YOUR GOAL:
Find each line in the material below that contains the word "jacket" and copy it out. Case counts, so match capitals and lowercase letters.

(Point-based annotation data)
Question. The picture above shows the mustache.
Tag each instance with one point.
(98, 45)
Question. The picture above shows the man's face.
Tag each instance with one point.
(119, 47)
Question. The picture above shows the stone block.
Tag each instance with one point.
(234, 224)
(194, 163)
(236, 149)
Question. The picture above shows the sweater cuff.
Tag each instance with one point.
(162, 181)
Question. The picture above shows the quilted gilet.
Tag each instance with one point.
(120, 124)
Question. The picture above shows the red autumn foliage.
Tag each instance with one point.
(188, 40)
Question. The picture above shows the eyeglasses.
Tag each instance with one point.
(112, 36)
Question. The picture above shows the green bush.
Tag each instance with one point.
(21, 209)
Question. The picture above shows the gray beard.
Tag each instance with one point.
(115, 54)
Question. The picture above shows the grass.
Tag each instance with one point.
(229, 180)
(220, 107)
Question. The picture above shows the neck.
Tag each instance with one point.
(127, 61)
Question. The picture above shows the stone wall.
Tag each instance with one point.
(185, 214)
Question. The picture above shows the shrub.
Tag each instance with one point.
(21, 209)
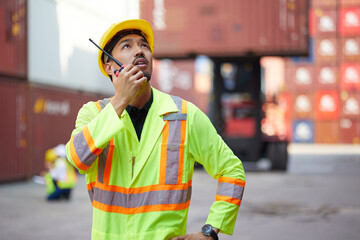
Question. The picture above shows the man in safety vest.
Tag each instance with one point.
(60, 177)
(139, 147)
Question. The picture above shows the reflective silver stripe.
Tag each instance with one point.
(175, 116)
(82, 149)
(173, 145)
(103, 103)
(142, 199)
(230, 190)
(102, 163)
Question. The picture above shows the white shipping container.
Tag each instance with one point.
(59, 51)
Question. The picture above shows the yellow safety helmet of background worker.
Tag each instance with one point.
(138, 24)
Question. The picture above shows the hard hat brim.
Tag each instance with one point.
(139, 24)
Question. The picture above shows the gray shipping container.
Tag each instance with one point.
(228, 28)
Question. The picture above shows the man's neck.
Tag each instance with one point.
(143, 96)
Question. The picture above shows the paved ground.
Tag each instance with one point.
(317, 198)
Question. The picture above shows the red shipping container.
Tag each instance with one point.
(327, 131)
(349, 49)
(350, 105)
(326, 76)
(326, 50)
(349, 131)
(13, 38)
(324, 3)
(327, 105)
(322, 22)
(350, 76)
(349, 3)
(300, 77)
(303, 106)
(349, 21)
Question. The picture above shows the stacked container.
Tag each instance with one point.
(325, 87)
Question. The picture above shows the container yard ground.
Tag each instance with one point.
(317, 198)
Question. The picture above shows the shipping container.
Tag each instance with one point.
(349, 21)
(322, 22)
(303, 105)
(327, 105)
(229, 28)
(326, 77)
(303, 131)
(53, 113)
(300, 77)
(350, 76)
(349, 3)
(350, 105)
(326, 50)
(349, 49)
(14, 128)
(350, 131)
(327, 132)
(13, 38)
(324, 3)
(177, 77)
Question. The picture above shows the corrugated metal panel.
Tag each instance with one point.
(177, 77)
(350, 76)
(349, 49)
(303, 131)
(349, 3)
(350, 105)
(303, 105)
(349, 21)
(228, 28)
(53, 113)
(327, 105)
(13, 38)
(322, 22)
(326, 77)
(327, 131)
(13, 128)
(300, 77)
(326, 50)
(349, 131)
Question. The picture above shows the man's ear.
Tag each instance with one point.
(108, 68)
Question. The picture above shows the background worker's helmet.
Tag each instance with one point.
(137, 24)
(50, 155)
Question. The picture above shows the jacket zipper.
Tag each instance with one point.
(132, 170)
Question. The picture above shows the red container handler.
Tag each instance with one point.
(327, 132)
(327, 105)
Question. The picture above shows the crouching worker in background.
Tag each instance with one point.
(60, 177)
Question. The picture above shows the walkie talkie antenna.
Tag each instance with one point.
(107, 54)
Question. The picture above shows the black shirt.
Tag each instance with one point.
(138, 116)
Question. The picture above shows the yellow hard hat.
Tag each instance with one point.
(137, 24)
(50, 155)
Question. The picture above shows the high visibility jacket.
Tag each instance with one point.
(142, 189)
(68, 181)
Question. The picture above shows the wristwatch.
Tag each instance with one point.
(208, 230)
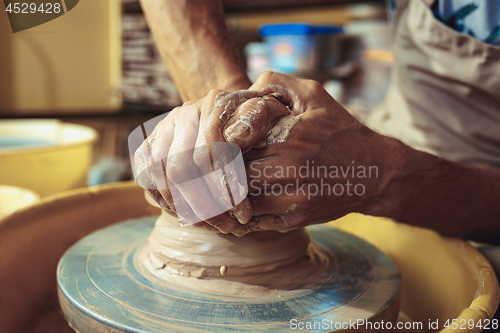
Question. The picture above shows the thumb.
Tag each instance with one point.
(253, 120)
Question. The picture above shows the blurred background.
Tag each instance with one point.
(97, 67)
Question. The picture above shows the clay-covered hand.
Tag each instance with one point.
(330, 164)
(185, 163)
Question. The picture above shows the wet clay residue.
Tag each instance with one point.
(258, 264)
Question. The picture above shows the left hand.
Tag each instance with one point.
(177, 152)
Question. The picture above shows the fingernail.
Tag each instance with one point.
(225, 228)
(238, 130)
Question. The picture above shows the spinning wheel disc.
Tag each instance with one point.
(102, 288)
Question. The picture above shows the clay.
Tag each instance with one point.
(261, 263)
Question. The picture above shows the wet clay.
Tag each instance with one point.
(261, 263)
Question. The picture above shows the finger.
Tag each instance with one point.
(297, 94)
(218, 161)
(263, 223)
(183, 174)
(253, 120)
(283, 201)
(159, 142)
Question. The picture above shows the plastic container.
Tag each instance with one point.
(292, 47)
(46, 156)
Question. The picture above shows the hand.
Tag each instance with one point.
(330, 165)
(176, 161)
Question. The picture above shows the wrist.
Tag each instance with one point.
(398, 165)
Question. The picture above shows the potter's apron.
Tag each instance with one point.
(444, 96)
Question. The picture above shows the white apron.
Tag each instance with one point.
(444, 96)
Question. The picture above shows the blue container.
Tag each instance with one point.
(292, 47)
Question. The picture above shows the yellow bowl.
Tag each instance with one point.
(13, 198)
(441, 278)
(46, 156)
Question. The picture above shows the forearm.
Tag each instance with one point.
(195, 44)
(454, 199)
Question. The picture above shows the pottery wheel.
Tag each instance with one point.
(101, 289)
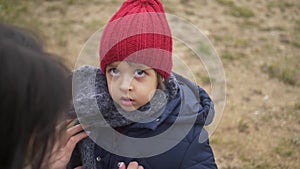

ANSWER FOR THIS EXERCISE:
Question. The picture above shows the jacket zipper.
Question. The picture above shows the high visibility jacket.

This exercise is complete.